**Given instruction:** Render all of the rows below as a numbered list, skipping any blank lines. Leave the pictures out of your answer.

═══ Supplied information ═══

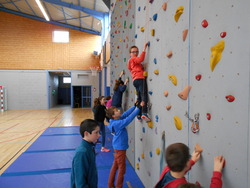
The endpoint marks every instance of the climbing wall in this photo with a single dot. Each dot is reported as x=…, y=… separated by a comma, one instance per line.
x=198, y=83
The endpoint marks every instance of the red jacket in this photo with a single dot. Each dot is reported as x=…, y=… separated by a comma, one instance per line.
x=135, y=66
x=216, y=181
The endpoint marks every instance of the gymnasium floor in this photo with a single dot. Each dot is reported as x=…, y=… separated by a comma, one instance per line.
x=47, y=162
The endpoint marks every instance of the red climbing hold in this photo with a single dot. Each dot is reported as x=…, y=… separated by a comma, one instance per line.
x=204, y=23
x=230, y=98
x=198, y=77
x=208, y=116
x=223, y=34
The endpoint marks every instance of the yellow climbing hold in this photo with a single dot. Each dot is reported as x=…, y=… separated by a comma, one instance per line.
x=158, y=151
x=216, y=53
x=150, y=124
x=173, y=79
x=178, y=13
x=156, y=72
x=177, y=122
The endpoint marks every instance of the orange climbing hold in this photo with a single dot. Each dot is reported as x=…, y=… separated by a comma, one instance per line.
x=164, y=6
x=184, y=94
x=156, y=72
x=184, y=34
x=165, y=93
x=178, y=13
x=169, y=54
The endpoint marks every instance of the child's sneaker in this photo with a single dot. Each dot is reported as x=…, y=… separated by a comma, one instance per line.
x=105, y=149
x=139, y=118
x=145, y=117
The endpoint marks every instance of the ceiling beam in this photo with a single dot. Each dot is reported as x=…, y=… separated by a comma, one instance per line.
x=50, y=22
x=97, y=14
x=107, y=3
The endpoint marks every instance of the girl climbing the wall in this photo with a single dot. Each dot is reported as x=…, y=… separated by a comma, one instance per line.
x=119, y=89
x=99, y=111
x=139, y=81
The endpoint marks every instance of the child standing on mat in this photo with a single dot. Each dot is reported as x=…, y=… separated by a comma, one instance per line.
x=179, y=163
x=139, y=80
x=117, y=126
x=99, y=111
x=84, y=171
x=119, y=89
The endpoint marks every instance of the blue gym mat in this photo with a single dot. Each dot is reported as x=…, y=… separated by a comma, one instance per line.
x=47, y=162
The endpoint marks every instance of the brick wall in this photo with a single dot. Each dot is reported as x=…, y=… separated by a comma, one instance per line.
x=27, y=44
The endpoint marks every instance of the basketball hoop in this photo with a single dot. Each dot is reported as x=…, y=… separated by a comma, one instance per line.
x=94, y=70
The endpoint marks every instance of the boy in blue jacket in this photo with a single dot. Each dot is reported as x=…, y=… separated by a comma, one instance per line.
x=117, y=126
x=84, y=171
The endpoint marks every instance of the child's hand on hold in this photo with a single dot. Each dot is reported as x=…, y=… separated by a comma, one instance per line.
x=219, y=163
x=196, y=156
x=145, y=46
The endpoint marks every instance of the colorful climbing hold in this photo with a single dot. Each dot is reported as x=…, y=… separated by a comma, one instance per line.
x=178, y=13
x=184, y=93
x=155, y=17
x=208, y=116
x=142, y=156
x=155, y=61
x=169, y=54
x=184, y=34
x=150, y=124
x=156, y=72
x=168, y=107
x=216, y=53
x=177, y=122
x=166, y=93
x=223, y=34
x=137, y=166
x=164, y=6
x=153, y=32
x=230, y=98
x=173, y=79
x=158, y=151
x=198, y=77
x=204, y=23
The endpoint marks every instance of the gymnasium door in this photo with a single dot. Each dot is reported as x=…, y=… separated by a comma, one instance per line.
x=81, y=96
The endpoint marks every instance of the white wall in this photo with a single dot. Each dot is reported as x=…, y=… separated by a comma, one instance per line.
x=28, y=89
x=227, y=132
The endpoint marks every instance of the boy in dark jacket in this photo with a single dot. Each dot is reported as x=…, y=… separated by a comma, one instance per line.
x=84, y=171
x=118, y=124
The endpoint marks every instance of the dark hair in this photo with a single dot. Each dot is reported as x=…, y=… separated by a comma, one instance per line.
x=177, y=156
x=132, y=47
x=88, y=125
x=189, y=185
x=110, y=112
x=97, y=101
x=117, y=84
x=107, y=98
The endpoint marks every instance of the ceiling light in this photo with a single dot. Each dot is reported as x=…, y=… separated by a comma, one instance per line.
x=42, y=9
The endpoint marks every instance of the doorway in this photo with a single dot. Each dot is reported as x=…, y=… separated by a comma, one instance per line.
x=82, y=96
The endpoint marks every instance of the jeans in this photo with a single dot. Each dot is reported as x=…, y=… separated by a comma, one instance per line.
x=142, y=93
x=103, y=132
x=118, y=164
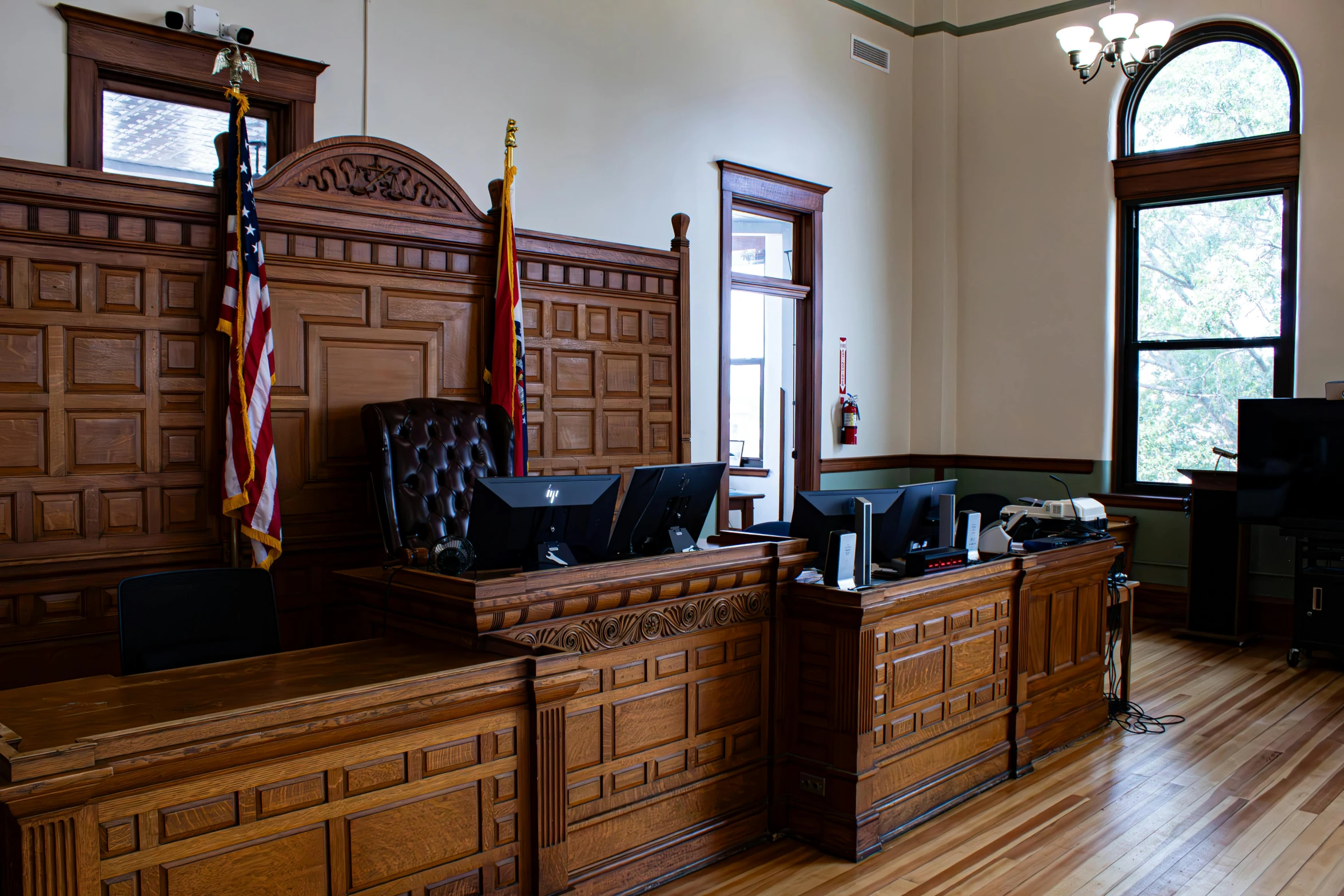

═══

**The solution:**
1. The endpoint marks every instance of the climbing wall in this photo with a single dot. Each dot is reported as x=…, y=… separated by a comma, one instance per line.
2. x=198, y=83
3. The endpoint marks every instance of the red jacket in this photo with a single dot. Each dot is reported as x=…, y=… separated by a comma, one instance per line.
4. x=135, y=66
5. x=216, y=181
6. The endpoint marks every instance of the gymnasium floor in this photo with a single dot. Each dot is reported as x=…, y=… separated by a comma, one instance per line.
7. x=47, y=162
8. The endpoint marks every instance of the red climbing hold in this photo with a single dot. Each dot is reported as x=…, y=… separated by a comma, one instance per line.
9. x=204, y=23
10. x=230, y=98
11. x=198, y=77
12. x=208, y=116
13. x=223, y=34
14. The endpoint marks every instance of the yellow climbing hold in this photo with a single dot. Each dot is reported as x=…, y=… separated by a comma, one instance per line.
15. x=158, y=151
16. x=216, y=53
17. x=150, y=124
18. x=173, y=79
19. x=178, y=13
20. x=156, y=72
21. x=177, y=122
22. The endpoint marks every instance of the orange climbing hold in this photo with a single dot. Each dot is reported as x=…, y=… separated by a comma, one instance per line.
23. x=164, y=6
24. x=184, y=94
25. x=156, y=72
26. x=184, y=34
27. x=165, y=93
28. x=178, y=13
29. x=169, y=54
30. The endpoint marks every instance of the child's sneaker in this photo with a single dot. Each dot is reported as x=…, y=… separated by a comma, one instance per line.
31. x=105, y=149
32. x=139, y=118
33. x=145, y=117
34. The endpoint marks every instance of the ceiling beam in this photo with a single dot. Each dot is reported as x=…, y=… separated by a comma, one instance per line.
35. x=50, y=22
36. x=97, y=14
37. x=107, y=3
38. The endpoint marks every instance of the girl climbing the wall in this photo with a single dot. Each dot is reported as x=…, y=… separated by a comma, one instance per line.
39. x=119, y=89
40. x=99, y=111
41. x=139, y=81
42. The endpoint marks every instance of the child standing on mat in this photo with a single dot. Each dot is reported as x=…, y=… separated by a comma, one instance per line.
43. x=179, y=163
44. x=139, y=80
45. x=117, y=126
46. x=99, y=111
47. x=84, y=171
48. x=119, y=89
49. The endpoint marks every instance of the blue gym mat in this photo with a single dot. Each dot is reported as x=…, y=… separated by a comma, one instance per line.
50. x=47, y=162
51. The endpoint marks every instance of the brick wall in this photo with a single dot. Each dot is reported as x=…, y=… separated by a comma, one instance per line.
52. x=27, y=44
53. The endpoint marks every instance of the basketball hoop in this photo with a single dot. Each dot is reported as x=…, y=… separated by a comma, one instance per line.
54. x=94, y=70
55. The endpoint marks every instance of the boy in blue jacket in this photo with a single dot. Each dot is reported as x=…, y=… separated by a comma, one instance per line.
56. x=117, y=126
57. x=84, y=171
58. The endpoint marks every instance of the child's hand on hold in this photo with a single dot. Each dot is reported as x=…, y=… separated by a comma, one instance per line.
59. x=219, y=163
60. x=196, y=156
61. x=145, y=46
62. The endpoint marks every instance of the colorful climbing hold in this photo with a single dot. Each dot is reported as x=…, y=… separated by a comma, one instance per line.
63. x=178, y=13
64. x=184, y=93
65. x=155, y=17
66. x=208, y=116
67. x=142, y=156
68. x=155, y=61
69. x=169, y=54
70. x=184, y=34
71. x=150, y=124
72. x=156, y=72
73. x=168, y=107
74. x=216, y=53
75. x=177, y=122
76. x=166, y=93
77. x=223, y=34
78. x=137, y=166
79. x=164, y=6
80. x=153, y=32
81. x=230, y=98
82. x=173, y=79
83. x=158, y=151
84. x=198, y=77
85. x=204, y=23
86. The endpoint marks every instance of the gymnasium door in this photo with a single dot. Each dot is reported as x=…, y=… separated by a comma, one instance per line.
87. x=81, y=96
88. The endpoint marks every instance of the white wall in this photo with a single dot. Each dot is reported as x=…, y=… separated by a comma, one instance per line.
89. x=28, y=89
90. x=227, y=132
91. The endpoint marks every instance of the boy in dark jacket in this photo with a single dot. Each dot is reported as x=…, y=… separated by a comma, one instance per line.
92. x=84, y=171
93. x=118, y=124
94. The endpoint marks every instance of the dark hair in this photo with a single dot. Each dot is reported as x=…, y=… separated by a comma, one instance per line.
95. x=177, y=156
96. x=132, y=47
97. x=88, y=125
98. x=189, y=185
99. x=110, y=112
100. x=97, y=101
101. x=117, y=84
102. x=107, y=98
103. The endpoint marks every instance of the ceiling light in this photo with a single dot. Each dot is reported as x=…, y=… separated by a comma, one instance per line.
104. x=42, y=9
105. The endpoint marks every instance of the doorway in this photo with a single dot. Each dot is reported as x=…, y=… separated by a comma, one instance per line.
106. x=82, y=96
107. The endpoint marks every instance of the jeans in this photo with a single dot. Each dot is reported as x=…, y=… separated by a comma, one instance per line.
108. x=142, y=93
109. x=103, y=132
110. x=118, y=164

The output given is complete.